▶ Exercise description
Turn the lines of the records into a numbered list with blank lines left out, starting with the line that contains "the red painted" and continuing through the line that contains "(206, 1010)". Include only those lines.

▶ Data for this exercise

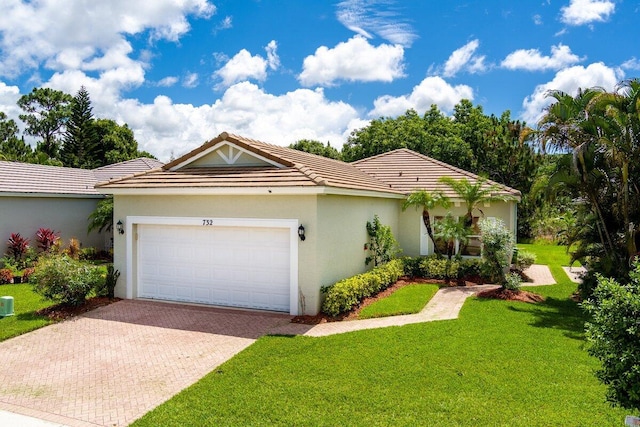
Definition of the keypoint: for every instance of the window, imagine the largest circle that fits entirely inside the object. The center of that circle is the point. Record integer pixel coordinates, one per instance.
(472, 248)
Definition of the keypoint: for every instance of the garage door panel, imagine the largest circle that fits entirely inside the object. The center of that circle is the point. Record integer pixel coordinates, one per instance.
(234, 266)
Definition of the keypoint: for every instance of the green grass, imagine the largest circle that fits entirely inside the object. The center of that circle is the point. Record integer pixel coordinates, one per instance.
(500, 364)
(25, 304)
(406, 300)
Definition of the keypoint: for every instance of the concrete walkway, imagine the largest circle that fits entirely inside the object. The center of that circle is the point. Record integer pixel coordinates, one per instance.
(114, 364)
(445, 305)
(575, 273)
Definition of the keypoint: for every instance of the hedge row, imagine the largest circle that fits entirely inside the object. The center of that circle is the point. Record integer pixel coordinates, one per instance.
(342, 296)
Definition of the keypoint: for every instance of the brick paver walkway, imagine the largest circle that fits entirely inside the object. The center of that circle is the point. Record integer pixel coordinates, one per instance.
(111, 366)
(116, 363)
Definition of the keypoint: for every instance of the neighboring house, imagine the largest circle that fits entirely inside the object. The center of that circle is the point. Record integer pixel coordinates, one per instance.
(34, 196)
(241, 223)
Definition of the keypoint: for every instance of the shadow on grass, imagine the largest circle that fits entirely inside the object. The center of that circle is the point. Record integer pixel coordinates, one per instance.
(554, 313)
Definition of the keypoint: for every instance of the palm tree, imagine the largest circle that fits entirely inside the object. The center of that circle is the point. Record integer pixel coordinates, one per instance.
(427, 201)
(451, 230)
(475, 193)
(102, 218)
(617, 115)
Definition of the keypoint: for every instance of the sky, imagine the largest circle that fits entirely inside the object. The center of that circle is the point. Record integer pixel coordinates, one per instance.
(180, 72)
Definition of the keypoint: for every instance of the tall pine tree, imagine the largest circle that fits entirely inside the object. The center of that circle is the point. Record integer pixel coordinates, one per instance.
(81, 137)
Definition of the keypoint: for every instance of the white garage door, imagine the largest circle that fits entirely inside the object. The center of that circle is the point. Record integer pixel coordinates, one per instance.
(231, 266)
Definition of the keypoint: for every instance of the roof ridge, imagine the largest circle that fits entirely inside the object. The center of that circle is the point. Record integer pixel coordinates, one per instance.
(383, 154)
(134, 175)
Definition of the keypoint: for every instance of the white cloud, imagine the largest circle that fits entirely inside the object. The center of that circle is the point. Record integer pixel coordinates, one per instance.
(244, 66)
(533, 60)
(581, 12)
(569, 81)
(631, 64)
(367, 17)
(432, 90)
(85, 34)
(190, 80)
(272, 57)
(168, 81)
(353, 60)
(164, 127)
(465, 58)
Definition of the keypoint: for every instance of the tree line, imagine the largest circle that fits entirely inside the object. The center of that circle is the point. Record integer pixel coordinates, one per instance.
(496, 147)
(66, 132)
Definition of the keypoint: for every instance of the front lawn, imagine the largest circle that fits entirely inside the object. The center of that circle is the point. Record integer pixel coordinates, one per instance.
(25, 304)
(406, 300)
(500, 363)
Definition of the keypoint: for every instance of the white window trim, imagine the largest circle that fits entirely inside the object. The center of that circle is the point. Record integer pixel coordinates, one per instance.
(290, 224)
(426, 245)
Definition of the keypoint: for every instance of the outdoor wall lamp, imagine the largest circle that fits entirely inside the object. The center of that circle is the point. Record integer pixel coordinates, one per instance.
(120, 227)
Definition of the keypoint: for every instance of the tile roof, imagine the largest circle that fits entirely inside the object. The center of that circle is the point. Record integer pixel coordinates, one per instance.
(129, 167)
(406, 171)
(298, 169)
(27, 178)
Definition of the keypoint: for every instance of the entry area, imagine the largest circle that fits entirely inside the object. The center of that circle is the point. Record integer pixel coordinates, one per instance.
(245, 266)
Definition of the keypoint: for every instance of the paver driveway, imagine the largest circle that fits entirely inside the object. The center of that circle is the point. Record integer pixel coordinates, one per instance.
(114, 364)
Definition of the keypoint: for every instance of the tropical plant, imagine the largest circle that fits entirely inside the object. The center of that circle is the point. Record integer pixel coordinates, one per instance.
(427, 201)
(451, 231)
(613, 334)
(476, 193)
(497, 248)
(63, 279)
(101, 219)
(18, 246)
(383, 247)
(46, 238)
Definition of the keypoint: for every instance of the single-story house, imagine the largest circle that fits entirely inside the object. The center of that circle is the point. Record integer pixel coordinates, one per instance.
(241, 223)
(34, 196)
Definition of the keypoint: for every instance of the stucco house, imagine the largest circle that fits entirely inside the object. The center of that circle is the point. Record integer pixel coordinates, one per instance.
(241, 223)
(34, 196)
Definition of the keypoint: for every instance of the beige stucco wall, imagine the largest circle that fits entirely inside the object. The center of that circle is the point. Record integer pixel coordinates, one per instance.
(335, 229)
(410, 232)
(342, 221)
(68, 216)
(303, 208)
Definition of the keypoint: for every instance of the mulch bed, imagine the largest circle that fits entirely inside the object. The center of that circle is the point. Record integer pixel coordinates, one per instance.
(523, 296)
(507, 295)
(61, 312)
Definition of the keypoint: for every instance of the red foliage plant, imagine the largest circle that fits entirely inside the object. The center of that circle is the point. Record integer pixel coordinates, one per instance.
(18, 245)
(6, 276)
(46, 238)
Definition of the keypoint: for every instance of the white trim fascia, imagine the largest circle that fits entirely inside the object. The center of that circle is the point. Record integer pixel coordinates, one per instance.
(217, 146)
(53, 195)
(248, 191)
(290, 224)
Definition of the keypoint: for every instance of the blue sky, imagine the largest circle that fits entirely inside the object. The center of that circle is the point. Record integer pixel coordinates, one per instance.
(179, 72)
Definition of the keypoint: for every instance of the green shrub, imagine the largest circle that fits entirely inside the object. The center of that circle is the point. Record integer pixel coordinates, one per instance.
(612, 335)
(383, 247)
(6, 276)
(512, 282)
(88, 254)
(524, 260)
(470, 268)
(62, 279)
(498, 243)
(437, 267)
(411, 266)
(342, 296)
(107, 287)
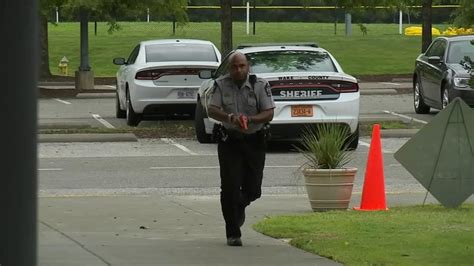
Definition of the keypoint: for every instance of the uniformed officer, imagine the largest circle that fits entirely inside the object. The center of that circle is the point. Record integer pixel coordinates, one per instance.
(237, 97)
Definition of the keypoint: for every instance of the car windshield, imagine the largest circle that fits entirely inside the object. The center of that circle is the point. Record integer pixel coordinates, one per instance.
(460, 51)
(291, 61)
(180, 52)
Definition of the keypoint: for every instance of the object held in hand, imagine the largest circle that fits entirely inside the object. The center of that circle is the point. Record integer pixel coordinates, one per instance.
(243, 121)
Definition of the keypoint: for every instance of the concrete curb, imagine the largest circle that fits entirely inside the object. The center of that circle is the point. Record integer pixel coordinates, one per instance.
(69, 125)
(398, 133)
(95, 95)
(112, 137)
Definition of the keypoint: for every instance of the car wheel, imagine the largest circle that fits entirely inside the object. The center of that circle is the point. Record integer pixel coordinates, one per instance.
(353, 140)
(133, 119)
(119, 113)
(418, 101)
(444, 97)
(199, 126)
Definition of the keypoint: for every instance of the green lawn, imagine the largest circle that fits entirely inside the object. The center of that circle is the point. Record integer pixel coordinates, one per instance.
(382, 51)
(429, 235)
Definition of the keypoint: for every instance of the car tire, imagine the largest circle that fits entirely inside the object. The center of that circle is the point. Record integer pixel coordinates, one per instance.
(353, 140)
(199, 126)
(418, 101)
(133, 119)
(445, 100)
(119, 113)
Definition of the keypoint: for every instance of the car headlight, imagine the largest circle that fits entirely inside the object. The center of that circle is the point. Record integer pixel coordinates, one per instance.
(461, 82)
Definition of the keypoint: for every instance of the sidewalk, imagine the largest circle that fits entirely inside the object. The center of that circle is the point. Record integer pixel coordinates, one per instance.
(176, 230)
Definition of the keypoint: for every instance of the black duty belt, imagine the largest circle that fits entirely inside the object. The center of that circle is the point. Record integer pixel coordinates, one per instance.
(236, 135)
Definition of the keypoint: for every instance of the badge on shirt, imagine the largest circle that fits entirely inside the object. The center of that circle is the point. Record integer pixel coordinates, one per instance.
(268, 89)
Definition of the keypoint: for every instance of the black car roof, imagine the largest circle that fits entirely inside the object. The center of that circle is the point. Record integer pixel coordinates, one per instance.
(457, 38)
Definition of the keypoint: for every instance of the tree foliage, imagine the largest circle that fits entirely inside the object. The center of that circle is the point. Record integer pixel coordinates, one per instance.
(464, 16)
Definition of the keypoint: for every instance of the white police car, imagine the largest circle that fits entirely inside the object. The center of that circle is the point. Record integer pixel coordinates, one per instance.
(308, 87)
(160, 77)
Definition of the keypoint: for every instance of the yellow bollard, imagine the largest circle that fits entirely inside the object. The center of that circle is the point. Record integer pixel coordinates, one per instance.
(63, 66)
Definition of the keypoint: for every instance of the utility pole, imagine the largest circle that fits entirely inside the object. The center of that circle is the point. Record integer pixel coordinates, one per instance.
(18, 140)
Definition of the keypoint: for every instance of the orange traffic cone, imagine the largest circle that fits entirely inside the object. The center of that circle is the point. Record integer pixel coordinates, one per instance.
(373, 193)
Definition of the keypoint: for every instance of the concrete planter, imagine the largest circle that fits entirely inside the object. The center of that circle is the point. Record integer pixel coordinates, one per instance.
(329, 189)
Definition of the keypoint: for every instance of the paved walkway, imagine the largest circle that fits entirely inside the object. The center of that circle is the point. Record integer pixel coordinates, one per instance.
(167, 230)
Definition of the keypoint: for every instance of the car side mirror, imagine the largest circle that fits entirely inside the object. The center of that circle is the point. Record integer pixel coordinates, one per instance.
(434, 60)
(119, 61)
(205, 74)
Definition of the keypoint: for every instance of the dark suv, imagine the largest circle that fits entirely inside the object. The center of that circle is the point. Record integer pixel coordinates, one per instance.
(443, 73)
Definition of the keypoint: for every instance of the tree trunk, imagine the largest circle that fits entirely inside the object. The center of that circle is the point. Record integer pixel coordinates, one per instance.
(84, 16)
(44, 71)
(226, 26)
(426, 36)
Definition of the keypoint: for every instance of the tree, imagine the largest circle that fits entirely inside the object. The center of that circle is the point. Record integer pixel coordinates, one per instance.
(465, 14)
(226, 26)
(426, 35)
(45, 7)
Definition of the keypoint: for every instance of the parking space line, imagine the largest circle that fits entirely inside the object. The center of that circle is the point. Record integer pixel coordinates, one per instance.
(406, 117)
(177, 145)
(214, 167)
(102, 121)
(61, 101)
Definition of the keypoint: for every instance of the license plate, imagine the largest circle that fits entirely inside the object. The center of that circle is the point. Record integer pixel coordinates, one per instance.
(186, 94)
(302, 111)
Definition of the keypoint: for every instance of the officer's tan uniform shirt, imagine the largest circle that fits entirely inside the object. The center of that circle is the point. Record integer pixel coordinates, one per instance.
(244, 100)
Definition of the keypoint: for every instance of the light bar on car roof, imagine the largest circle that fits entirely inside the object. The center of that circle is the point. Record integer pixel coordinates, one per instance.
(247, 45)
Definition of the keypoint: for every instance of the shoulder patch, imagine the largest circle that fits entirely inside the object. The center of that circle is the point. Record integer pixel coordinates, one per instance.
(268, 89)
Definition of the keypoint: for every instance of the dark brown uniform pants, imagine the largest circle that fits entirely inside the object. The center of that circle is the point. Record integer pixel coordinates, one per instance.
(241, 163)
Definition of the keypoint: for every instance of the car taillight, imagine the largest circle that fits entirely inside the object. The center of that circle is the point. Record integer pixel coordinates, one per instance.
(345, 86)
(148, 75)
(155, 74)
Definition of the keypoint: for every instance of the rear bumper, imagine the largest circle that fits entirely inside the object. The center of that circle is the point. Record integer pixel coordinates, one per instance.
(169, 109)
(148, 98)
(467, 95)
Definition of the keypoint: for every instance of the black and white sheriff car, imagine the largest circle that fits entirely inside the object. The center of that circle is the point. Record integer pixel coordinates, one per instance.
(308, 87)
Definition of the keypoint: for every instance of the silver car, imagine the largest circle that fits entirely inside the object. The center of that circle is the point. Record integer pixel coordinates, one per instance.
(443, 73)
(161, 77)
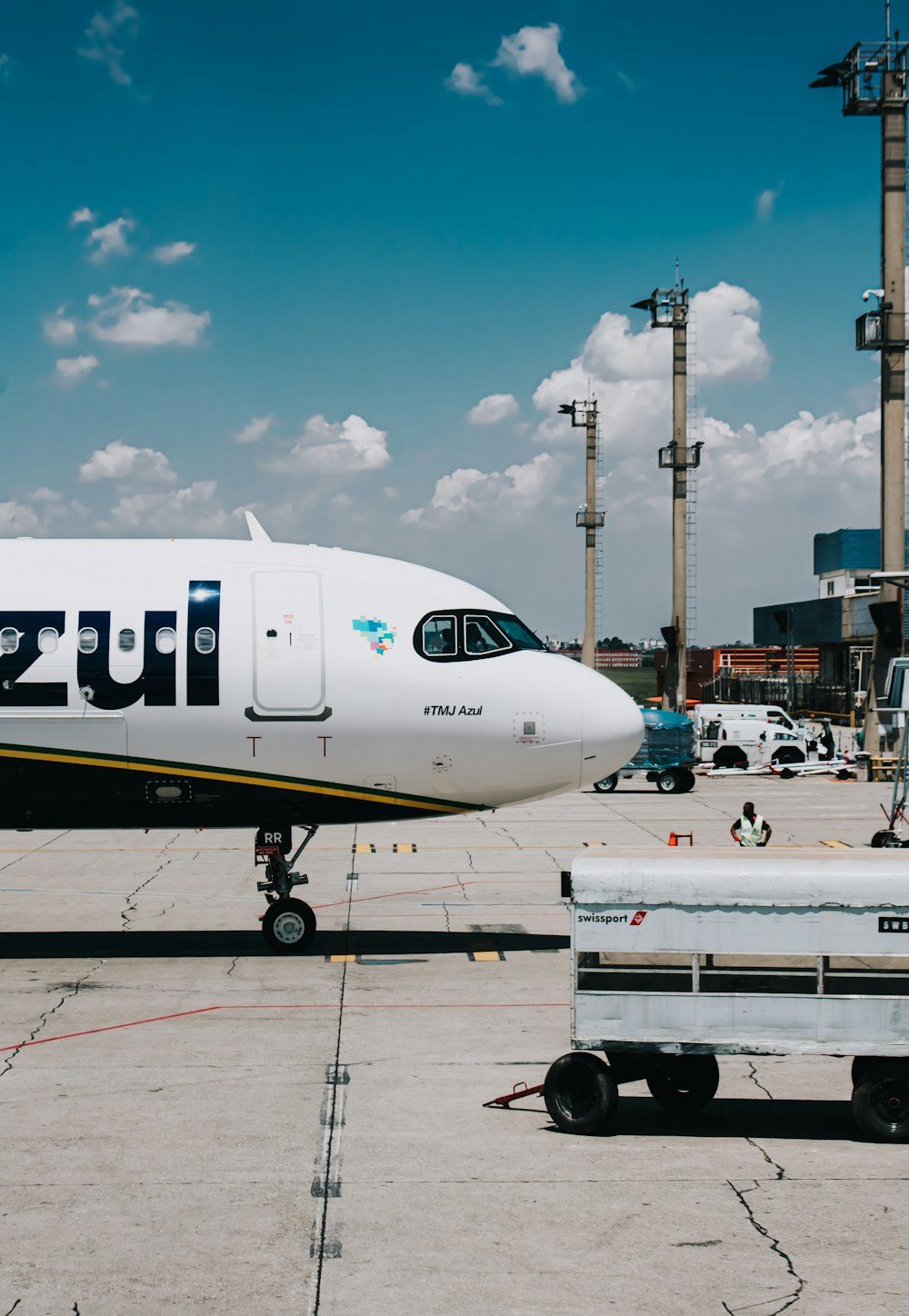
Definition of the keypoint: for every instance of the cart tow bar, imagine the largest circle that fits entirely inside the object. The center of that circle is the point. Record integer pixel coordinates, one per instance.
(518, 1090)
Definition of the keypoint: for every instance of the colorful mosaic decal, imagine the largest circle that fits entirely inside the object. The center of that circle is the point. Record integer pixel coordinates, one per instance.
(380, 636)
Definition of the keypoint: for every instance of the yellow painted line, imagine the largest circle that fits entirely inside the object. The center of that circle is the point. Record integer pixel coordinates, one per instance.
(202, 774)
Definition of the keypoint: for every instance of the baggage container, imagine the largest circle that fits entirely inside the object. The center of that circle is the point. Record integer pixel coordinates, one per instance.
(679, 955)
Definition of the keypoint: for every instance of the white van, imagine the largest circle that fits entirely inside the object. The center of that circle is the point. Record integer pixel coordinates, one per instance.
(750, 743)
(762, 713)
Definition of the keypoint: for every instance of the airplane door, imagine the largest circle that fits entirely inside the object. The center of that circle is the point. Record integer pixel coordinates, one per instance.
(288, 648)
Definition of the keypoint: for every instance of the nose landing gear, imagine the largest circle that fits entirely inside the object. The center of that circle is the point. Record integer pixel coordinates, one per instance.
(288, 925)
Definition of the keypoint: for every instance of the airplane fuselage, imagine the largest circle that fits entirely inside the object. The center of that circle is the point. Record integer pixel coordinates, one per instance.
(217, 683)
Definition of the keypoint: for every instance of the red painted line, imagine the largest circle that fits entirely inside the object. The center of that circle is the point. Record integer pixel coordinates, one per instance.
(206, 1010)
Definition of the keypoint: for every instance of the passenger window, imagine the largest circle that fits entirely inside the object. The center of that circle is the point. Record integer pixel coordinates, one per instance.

▶ The result
1. Definition of the keypoint: for every instance of the red painted line, imagine the largest circle that fits entirely inside the object. The center of that circle is the point. Record integer pixel coordinates, one per instance.
2. (206, 1010)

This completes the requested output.